Lines, not repeats, are what count: give the number of lines below that hold "pole", and nothing more.
= Beginning of Section =
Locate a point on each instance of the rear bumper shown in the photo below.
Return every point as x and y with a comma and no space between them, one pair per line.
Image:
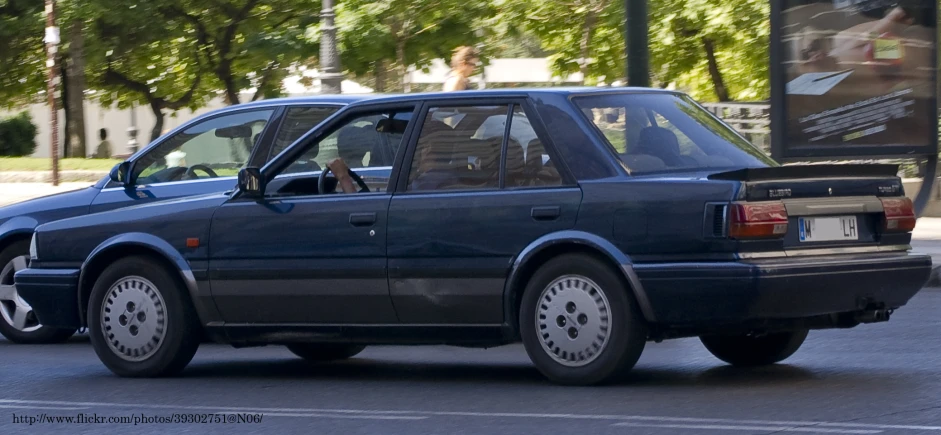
785,288
53,295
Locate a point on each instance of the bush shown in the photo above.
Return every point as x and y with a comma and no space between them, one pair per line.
17,136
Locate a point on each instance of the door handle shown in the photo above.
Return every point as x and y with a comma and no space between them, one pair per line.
546,213
362,219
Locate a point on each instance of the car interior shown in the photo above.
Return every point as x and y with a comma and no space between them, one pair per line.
366,145
457,150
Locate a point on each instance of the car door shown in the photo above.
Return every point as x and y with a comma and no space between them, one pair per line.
477,192
205,156
301,257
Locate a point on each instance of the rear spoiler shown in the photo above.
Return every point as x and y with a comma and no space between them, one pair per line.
809,171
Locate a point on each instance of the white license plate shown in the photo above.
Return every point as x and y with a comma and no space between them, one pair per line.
825,229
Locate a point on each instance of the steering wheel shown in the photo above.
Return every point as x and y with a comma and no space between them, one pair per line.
322,180
191,171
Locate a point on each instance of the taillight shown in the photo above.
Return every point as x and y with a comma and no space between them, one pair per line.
899,215
757,220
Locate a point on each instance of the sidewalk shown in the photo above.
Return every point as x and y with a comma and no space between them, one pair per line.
16,192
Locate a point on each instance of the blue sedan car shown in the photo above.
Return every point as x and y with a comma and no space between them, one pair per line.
582,222
202,156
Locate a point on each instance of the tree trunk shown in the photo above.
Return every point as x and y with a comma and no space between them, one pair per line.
76,91
722,93
380,74
585,44
157,108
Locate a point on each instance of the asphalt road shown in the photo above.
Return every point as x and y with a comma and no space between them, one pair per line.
881,378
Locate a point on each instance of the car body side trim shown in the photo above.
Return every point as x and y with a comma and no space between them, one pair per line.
806,252
152,242
593,241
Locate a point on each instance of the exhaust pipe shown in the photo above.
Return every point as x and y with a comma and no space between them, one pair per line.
873,316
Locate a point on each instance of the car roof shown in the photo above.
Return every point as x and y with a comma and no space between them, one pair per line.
346,99
508,92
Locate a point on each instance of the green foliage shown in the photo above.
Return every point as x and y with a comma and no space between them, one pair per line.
17,136
739,30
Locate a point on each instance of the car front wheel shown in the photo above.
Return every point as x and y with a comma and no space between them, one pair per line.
325,352
579,322
18,322
748,350
140,320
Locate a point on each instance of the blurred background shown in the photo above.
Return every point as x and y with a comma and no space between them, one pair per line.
138,69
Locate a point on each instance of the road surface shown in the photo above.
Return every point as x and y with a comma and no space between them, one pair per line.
880,378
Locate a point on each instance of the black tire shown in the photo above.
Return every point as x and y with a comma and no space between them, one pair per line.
627,330
749,351
183,332
323,352
42,335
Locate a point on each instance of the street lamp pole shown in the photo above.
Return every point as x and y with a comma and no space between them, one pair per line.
638,61
52,41
331,76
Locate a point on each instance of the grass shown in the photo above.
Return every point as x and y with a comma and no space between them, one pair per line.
45,164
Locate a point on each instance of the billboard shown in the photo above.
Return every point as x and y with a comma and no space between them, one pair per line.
853,78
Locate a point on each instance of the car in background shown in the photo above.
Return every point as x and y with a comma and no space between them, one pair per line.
201,156
613,217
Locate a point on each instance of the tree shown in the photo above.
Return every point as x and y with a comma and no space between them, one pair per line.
722,45
22,56
141,60
379,36
246,43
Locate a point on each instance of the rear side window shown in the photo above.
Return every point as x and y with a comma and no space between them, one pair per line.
654,133
297,121
459,148
527,162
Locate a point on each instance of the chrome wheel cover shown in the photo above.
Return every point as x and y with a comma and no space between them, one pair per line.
573,320
13,309
133,318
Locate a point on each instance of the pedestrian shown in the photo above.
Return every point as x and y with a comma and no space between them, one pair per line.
104,147
464,62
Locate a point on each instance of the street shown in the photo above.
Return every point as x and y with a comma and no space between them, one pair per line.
878,378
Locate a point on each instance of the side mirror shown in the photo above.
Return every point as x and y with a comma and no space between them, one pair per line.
120,173
251,182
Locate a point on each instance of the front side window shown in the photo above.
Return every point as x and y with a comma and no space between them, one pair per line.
297,121
663,132
527,162
216,147
364,141
459,148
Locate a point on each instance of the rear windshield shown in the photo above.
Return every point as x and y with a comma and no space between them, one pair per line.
660,133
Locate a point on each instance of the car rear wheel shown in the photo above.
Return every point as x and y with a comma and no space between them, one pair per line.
322,352
140,320
18,322
748,350
579,322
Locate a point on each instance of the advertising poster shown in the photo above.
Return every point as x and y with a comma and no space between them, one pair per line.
854,78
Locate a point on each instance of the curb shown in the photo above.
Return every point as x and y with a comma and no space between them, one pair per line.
46,176
934,280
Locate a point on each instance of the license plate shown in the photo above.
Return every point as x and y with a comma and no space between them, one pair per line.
826,229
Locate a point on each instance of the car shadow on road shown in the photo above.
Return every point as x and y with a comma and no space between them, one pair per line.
365,369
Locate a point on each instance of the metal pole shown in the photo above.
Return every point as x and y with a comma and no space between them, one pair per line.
132,131
638,68
331,76
52,40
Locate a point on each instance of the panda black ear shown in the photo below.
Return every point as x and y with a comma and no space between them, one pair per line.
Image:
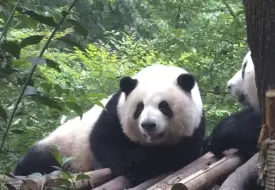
= End of Section =
*Solution:* 2